To do -
1 > Please reproduce everything in the passage on deaf adolescents from "Inner Lives of" down to "in their interviews.", without changing a word.
2 > According to the passage on deaf adolescents, why does the author begin the research findings with a discussion of the teenagers' strengths? Answer in one to three sentences.
3 > Answer these questions from the passage on deaf adolescents:
(a) Which three models of the social construction of deaf people did Inner Lives of Deaf Children discuss?
(b) Which kind of extracurricular school activity are the adolescents particularly involved in?
(c) How do the adolescents primarily see themselves in their futures?

Provided passage -
+ + +
The following themes emerged from the phase II study:
Generic issues of adolescence
Each of these themes is described in the following sections.
Inner Lives of Deaf Children discussed the social constructions of deaf people represented in clinical, cultural, and bicultural models. The traditional social perception of deaf people as deviating from a hearing norm has been a constant presence in the lives of deaf and hard of hearing people, and it has created many oppressive barriers to full participation in society. The importance of highlighting and recognizing the strengths that emerged in this research cannot be overstated. These strengths have important implications for research, policy, and program planning. In keeping with a strengths and empowerment perspective (Saleebey, 2005), I believe it is important to begin this presentation of research findings with a discussion of the countless strengths that these deaf adolescents displayed in their interviews.
These are outgoing, articulate, assertive, talented, resilient, and social teenagers who have much faith in themselves and, with few exceptions, in their futures. They believe they are loved by their parents and friends, and although they acknowledge communication barriers, they express strongly affectionate relations with their families. They have many strong positive and comfortable relationships at home, with friends, and with peers at school. They have many enjoyable experiences with family, friends, and schoolmates, as well as a sense of humor and a variety of recreational activities. They recognize and acknowledge their challenges, and they are creative and defiant in transcending social barriers. They are involved in a variety of extracurricular school activities, particularly athletics. They articulate their feelings; they know where they fit in, who to go to for support, what they like and don’t like, what their options are in many situations, and how to ask for support and resources. Many of them appreciate culture and history. They are adaptive and are able to educate others about communication, Deaf culture, and ways of communicating and interacting with them. They recognize diversity among deaf and hard of hearing people, their families, and educational programs. They are autonomous in that they are able to make many decisions for themselves and can solve problems as they confront barriers. Primarily, they see themselves as being independent, educated, socially active, and working and contributing members of society in their futures. At the same time, they acknowledge realistic limitations.
+ + +
Given data -

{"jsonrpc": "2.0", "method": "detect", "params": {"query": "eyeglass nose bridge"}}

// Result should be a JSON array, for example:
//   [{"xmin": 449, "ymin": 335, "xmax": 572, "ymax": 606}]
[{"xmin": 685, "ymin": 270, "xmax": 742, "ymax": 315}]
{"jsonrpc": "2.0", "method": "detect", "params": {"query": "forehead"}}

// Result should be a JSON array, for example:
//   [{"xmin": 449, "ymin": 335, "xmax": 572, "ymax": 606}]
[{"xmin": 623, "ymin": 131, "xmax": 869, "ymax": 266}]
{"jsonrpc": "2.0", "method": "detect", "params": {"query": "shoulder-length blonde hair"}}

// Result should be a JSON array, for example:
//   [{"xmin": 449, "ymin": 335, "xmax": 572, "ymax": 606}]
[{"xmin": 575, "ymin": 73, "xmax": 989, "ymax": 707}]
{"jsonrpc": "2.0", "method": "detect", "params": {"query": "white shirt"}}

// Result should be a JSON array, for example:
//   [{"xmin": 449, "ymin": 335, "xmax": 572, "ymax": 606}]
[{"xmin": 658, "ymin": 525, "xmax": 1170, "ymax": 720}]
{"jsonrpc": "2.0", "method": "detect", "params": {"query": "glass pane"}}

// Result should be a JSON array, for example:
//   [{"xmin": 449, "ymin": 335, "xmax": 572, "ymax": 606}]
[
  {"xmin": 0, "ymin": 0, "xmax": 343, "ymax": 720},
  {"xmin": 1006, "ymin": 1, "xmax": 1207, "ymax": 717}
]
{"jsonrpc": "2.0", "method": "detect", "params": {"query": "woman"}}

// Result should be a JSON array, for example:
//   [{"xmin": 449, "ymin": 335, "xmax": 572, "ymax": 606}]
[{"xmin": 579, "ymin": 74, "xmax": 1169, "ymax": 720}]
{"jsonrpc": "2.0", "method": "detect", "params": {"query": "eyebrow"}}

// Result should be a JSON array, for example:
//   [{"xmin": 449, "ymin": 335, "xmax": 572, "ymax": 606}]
+ + +
List of answers -
1 >
Inner Lives of Deaf Children discussed the social constructions of deaf people represented in clinical, cultural, and bicultural models. The traditional social perception of deaf people as deviating from a hearing norm has been a constant presence in the lives of deaf and hard of hearing people, and it has created many oppressive barriers to full participation in society. The importance of highlighting and recognizing the strengths that emerged in this research cannot be overstated. These strengths have important implications for research, policy, and program planning. In keeping with a strengths and empowerment perspective (Saleebey, 2005), I believe it is important to begin this presentation of research findings with a discussion of the countless strengths that these deaf adolescents displayed in their interviews.

2 > The author begins with their strengths in keeping with a strengths and empowerment perspective (Saleebey, 2005). The passage says the importance of recognizing these strengths cannot be overstated, because they have important implications for research, policy, and program planning.

3 >
(a) Clinical, cultural, and bicultural models.
(b) Athletics.
(c) As independent, educated, socially active, and working and contributing members of society.